SEATTLE--In the 1970s, Hawaii led the way in state efforts at controlling health-care costs while expanding coverage; in the 1980s, physicians and insurers in California forged ahead with managed care; and in the 1990s, Oregon has led the way in prioritizing health services to provide greater access to care.
Physicians at the American Society of Hematology meeting heard from a panel of experts involved in the Oregon initiative at a forum on hematology practice.
Bill Gregory, who headed the commission that devised the priority system for the Oregon plan, said that the key to success was the openness of the process of developing the prioritized list.
Earlier, in 1987, he said, legislation that defunded some Medicaid options, including transplants, was passed without a full airing before the public. When the state refused to pay for a transplant for a child dying with leukemia, the public outcry forced a reconsideration of the way the state provided health care.
To avoid such public relations fiascoes, Mr. Gregory's commisson strove to get a wide range of input through public hearings, meetings, and telephone surveys, as well as from physicians working in more than 50 different specialties and subspecialties.
The diversity of the commission, which included physicians, social workers, a public health nurse, and consumers, also ensured that the list would be a true consensus. "There was no individual agenda on the part of the commission, and we weren't subjected to lobbying by outside forces," he said.
When appointed to chair the commission, Mr. Gregory, a CPA, foresaw a rapid process, using computerized data--until he realized that the necessary data on the cost-effectiveness of medical treatments did not, for the most part, exist.

*TO DO*:
Revise the article on Oregon's health plan: rewrite it between "Bill Gregory, who" and "the prioritized list.", inclusive, putting "transparency" in place of "openness".

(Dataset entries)
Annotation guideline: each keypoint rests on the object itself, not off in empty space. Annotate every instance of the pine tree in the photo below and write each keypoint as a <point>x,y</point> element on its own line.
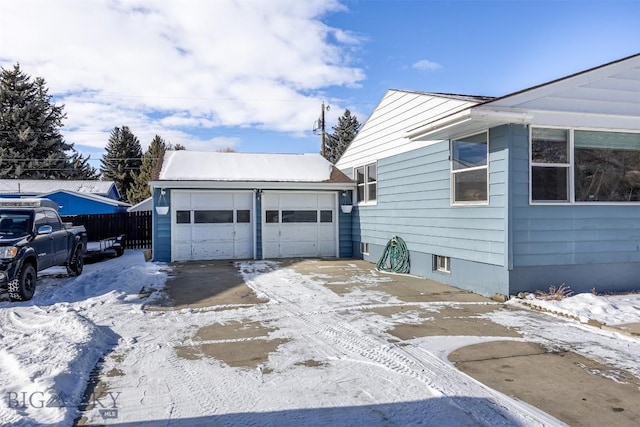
<point>31,145</point>
<point>343,133</point>
<point>122,160</point>
<point>150,161</point>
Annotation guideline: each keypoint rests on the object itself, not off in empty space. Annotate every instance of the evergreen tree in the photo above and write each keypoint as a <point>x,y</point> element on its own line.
<point>122,160</point>
<point>343,133</point>
<point>31,145</point>
<point>150,162</point>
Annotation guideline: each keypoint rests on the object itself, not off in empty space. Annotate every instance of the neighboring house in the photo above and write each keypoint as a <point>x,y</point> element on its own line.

*WRITTEN REPLY*:
Bill Gregory, who headed the commission that devised the priority system for the Oregon plan, said that the key to success was the transparency of the process of developing the prioritized list.